**Problem statement**
Rewrite the data from its first line through the line containing "--format='one JSON array", inclusive, with "window frame" changed to "door frame" and everything else left the same.

Data items:
╭──
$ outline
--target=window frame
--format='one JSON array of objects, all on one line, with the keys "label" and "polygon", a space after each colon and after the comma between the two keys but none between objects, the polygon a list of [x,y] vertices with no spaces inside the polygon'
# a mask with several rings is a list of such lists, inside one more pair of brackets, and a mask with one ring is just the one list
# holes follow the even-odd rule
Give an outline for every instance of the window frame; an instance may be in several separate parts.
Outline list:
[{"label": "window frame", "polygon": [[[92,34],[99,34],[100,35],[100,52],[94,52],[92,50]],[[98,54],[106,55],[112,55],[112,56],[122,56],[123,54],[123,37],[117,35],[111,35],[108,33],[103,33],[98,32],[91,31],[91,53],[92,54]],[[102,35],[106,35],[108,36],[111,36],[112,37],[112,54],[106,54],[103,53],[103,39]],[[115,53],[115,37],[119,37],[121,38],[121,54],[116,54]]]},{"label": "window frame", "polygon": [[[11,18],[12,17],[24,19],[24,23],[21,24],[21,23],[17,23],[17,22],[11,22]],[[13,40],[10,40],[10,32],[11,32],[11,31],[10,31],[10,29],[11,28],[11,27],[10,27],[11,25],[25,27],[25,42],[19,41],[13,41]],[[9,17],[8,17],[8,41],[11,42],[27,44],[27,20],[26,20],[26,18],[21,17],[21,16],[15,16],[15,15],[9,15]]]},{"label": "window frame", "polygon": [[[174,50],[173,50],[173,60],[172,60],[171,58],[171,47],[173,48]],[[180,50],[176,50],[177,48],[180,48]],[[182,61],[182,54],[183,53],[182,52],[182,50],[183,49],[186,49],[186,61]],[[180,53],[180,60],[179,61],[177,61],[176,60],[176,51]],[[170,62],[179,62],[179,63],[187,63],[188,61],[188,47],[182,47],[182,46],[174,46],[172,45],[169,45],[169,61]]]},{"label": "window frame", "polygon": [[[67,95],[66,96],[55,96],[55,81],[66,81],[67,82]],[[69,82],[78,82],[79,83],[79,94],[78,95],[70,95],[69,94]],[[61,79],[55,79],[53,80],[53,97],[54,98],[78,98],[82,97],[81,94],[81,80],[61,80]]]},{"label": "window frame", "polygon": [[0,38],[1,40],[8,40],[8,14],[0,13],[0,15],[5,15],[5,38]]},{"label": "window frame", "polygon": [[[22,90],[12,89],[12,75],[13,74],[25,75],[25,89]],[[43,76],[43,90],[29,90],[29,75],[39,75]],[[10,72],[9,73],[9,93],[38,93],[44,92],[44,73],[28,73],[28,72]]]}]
╰──
**Output**
$ outline
--target=door frame
--format='one JSON array of objects, all on one line, with the keys "label" and "polygon", a space after each colon and after the comma between the two keys but none between objects, the polygon a list of [x,y] vertices with no spaces inside the polygon'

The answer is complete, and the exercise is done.